* _SOURCE TEXT_
## begin

The competition is there regardless of system power.  The larger companies will alway try to standout by leveraging their engineering and art advantage.    What was considered difficult to do with older systems are now a piece of cake on this generation.  Take for example Banjo on the N64.  It was considered state of the art game for its time.  Now brought to Live Arcade, it is still a classic but I don't think Rare even broke a sweat coding it like they did with the N64.    Keep in mind also, more powerful systems will also allow for more powerful and easier to use tool, just because the systems can handle it.

The smaller developers will continue to make small budget games that are fun to play.  Braid, World of Goo, ... can probably be done on the PS1.  Yet here they are thriving on systems a hundred times more powerful just fine.

## end

* _STORED RECORDS_
## begin

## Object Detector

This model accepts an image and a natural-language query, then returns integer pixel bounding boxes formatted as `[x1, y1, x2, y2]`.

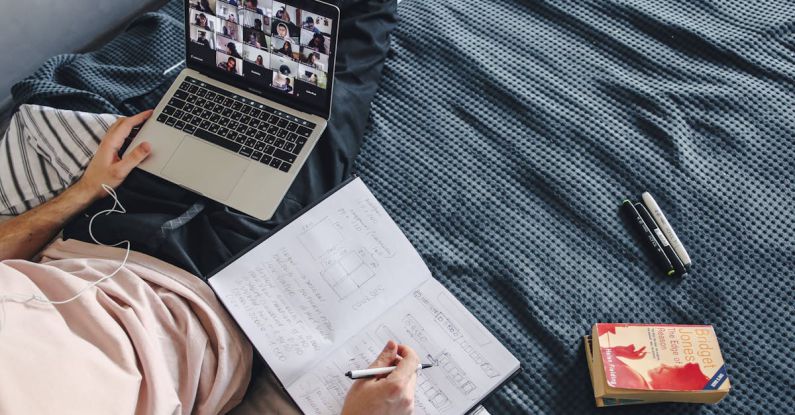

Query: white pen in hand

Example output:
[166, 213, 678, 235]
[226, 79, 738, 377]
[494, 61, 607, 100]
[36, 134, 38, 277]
[345, 363, 433, 379]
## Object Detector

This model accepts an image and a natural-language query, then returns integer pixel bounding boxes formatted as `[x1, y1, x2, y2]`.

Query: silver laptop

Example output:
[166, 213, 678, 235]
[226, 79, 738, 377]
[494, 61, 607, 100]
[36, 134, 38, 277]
[139, 0, 340, 219]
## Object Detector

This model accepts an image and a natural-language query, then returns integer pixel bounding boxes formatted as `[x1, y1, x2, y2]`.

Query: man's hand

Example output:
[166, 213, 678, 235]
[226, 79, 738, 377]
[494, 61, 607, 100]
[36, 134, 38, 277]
[342, 340, 420, 415]
[0, 111, 152, 260]
[74, 110, 152, 201]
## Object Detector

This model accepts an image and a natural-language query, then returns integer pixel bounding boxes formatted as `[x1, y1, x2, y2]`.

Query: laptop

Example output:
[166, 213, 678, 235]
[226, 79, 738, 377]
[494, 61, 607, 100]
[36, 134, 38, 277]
[139, 0, 340, 220]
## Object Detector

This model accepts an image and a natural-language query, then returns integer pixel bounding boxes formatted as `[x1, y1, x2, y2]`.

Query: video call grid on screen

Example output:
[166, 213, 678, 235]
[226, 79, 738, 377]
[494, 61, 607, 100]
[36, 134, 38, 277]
[189, 0, 333, 102]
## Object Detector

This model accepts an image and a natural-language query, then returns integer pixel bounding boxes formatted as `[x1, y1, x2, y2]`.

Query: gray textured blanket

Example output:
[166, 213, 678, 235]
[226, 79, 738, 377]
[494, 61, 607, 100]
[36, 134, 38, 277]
[358, 0, 795, 414]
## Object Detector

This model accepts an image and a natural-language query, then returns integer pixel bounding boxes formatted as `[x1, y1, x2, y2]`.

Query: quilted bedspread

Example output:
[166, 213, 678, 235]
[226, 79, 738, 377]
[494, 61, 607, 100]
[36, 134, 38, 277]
[358, 0, 795, 414]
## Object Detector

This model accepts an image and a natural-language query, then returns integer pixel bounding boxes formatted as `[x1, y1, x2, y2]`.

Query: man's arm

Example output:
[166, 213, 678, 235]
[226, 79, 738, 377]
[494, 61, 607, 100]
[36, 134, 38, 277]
[0, 111, 152, 260]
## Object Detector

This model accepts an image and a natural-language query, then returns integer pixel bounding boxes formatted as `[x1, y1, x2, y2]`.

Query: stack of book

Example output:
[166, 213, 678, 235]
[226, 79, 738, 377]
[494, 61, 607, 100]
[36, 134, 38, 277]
[585, 323, 730, 407]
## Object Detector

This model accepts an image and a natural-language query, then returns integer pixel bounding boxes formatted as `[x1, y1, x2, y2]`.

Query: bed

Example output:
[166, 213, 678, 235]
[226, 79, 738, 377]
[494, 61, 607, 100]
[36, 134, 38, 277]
[7, 0, 795, 414]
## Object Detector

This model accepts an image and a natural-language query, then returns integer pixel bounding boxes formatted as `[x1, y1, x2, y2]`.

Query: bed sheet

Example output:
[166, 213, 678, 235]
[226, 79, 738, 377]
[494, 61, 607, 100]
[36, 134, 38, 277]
[357, 0, 795, 415]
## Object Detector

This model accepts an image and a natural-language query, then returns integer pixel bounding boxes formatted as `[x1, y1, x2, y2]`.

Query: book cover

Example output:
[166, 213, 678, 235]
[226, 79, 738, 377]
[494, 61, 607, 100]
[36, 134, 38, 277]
[594, 323, 729, 392]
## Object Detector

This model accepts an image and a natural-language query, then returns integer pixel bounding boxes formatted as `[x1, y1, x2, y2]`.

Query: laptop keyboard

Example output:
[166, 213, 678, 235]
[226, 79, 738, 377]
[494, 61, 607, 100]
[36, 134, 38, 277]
[157, 77, 315, 172]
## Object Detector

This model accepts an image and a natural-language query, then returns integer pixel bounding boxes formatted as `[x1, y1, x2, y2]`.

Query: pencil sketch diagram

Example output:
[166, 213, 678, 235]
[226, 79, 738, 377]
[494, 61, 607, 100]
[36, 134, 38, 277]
[414, 290, 500, 378]
[298, 217, 344, 259]
[298, 217, 379, 300]
[428, 352, 477, 395]
[417, 371, 450, 412]
[320, 249, 377, 300]
[375, 324, 403, 343]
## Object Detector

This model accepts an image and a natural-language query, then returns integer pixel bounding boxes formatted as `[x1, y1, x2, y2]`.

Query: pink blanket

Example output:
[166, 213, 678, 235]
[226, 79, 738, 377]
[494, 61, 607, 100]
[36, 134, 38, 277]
[0, 241, 252, 414]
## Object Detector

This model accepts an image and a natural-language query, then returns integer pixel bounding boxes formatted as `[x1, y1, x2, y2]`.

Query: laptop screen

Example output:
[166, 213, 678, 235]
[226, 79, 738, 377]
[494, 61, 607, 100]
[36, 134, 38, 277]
[186, 0, 339, 116]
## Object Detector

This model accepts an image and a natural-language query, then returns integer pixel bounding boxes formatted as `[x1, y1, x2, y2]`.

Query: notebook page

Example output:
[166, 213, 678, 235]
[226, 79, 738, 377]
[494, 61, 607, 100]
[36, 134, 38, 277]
[209, 178, 430, 385]
[287, 278, 519, 414]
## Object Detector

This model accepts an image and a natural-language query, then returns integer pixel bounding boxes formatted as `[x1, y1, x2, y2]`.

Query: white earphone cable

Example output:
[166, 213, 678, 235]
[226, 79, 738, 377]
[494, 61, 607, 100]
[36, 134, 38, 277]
[0, 184, 130, 332]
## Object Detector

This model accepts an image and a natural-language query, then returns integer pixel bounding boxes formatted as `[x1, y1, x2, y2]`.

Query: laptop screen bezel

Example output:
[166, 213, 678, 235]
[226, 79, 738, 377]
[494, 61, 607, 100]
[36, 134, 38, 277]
[183, 0, 340, 119]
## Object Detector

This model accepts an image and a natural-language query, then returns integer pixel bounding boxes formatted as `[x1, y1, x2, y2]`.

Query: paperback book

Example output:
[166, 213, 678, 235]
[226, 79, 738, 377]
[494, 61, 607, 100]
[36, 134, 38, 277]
[585, 323, 730, 406]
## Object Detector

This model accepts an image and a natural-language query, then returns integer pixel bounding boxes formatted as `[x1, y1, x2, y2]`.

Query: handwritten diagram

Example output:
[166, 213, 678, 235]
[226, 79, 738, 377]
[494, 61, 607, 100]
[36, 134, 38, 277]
[298, 218, 379, 300]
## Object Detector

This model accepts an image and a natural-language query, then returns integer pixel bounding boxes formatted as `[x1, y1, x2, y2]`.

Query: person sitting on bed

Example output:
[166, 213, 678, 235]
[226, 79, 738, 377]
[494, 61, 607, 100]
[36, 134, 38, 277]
[0, 111, 419, 415]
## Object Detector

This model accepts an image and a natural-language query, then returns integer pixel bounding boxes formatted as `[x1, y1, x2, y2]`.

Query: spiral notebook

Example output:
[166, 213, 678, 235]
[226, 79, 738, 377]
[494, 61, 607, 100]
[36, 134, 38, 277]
[209, 178, 520, 414]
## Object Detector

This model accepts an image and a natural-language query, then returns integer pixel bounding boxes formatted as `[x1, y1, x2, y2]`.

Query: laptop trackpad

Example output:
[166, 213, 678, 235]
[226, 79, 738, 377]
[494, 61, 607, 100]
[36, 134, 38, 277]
[161, 136, 249, 201]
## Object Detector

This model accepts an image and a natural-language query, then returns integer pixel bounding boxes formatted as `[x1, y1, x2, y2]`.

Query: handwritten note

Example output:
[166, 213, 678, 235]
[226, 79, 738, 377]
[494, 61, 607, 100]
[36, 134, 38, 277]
[210, 179, 429, 384]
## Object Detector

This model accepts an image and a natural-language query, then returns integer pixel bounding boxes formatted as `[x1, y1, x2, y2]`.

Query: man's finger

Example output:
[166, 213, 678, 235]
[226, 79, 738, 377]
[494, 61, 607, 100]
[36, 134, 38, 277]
[98, 110, 152, 157]
[392, 344, 420, 380]
[370, 340, 398, 368]
[119, 141, 152, 177]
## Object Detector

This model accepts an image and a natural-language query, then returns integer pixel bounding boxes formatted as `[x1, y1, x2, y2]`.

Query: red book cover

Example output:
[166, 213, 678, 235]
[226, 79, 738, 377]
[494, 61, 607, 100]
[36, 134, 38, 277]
[597, 323, 729, 391]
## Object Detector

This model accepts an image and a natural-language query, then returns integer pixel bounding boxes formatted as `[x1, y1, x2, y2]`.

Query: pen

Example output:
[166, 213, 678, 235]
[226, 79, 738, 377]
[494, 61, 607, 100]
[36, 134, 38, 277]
[345, 363, 433, 379]
[635, 202, 687, 277]
[621, 199, 676, 275]
[641, 192, 691, 267]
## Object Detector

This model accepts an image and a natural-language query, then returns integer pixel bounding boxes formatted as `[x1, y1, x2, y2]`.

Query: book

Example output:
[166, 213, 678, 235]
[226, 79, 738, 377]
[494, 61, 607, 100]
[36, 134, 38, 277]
[209, 178, 520, 414]
[584, 323, 731, 407]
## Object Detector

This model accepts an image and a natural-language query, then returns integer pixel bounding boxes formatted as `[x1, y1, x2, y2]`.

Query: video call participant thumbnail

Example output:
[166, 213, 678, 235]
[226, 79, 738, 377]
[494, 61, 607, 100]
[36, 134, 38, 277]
[298, 65, 328, 89]
[271, 71, 295, 95]
[215, 52, 243, 75]
[190, 10, 215, 32]
[243, 45, 271, 68]
[301, 30, 331, 54]
[215, 34, 243, 58]
[301, 10, 331, 35]
[238, 9, 271, 32]
[273, 38, 299, 60]
[190, 0, 215, 15]
[273, 1, 298, 25]
[190, 26, 215, 50]
[243, 27, 270, 50]
[271, 55, 298, 77]
[215, 1, 237, 23]
[299, 46, 328, 71]
[243, 0, 265, 14]
[271, 19, 299, 43]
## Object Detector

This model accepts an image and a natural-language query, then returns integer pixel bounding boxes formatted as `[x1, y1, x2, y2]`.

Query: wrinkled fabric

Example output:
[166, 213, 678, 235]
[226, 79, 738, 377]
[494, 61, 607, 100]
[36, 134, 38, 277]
[357, 0, 795, 415]
[13, 0, 396, 276]
[0, 241, 252, 415]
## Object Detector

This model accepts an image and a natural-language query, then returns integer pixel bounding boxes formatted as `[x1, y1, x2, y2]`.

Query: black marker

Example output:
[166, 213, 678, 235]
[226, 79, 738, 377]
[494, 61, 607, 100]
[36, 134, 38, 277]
[621, 199, 676, 276]
[635, 202, 687, 277]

## end

* _SET TASK A_
For each statement below, decide whether the passage about game systems agrees with it, and answer yes or no with the words from the passage that settle it. (i) Banjo on the N64 was considered a state-of-the-art game for its time. (ii) Smaller developers will stop making small-budget games. (iii) More powerful systems allow for more powerful and easier-to-use tools.
* _SET TASK B_
Rewrite the paragraph of the passage about game systems that begins "The competition is there regardless" as a short list that keeps its main facts.
* _SET TASK C_
Extend the passage about game systems by writing what comes after its last sentence.
The rows have no connection to the passage about game systems.

* _RESULT A_
(i) Yes: "It was considered state of the art game for its time."
(ii) No: "The smaller developers will continue to make small budget games that are fun to play."
(iii) Yes: "more powerful systems will also allow for more powerful and easier to use tool"

* _RESULT B_
- Competition exists no matter how powerful the systems are.
- Larger companies try to stand out through their engineering and art advantage.
- Things that were hard on older systems are easy on this generation.
- Banjo was a state-of-the-art N64 game, and on Live Arcade it is still a classic, but Rare likely put far less effort into coding it than on the N64.
- More powerful systems also allow more powerful, easier-to-use tools.

* _RESULT C_
Graphics will come to a point where it is indistinguisable from real life films.  And a lot of real life films now are CGs, so I don't see why someday consoles can achieve this level of detail in real time.   But is looking like real life enough?  No, the world has to behave just like one, and this bring other elements such as physics, AI into play.    Take Fable II for example.  This is a game where it is much more than just graphics.  Yet, as good as Fable II is, a lot of concession had to be made to make the game with existing technology.  I will bet that if you give Peter Molynaux a system 100 times more powerful, he will first tell you he does not know what to do with it. But in a few years time, he will come back and tell you that he need more power for the ideas he has in Fable V.

You're right! A system with this much power now is,  priceless!  Or more correctly no money can buy such system in the consumer space, as the technology is not there except perhaps in the supercomputer realm.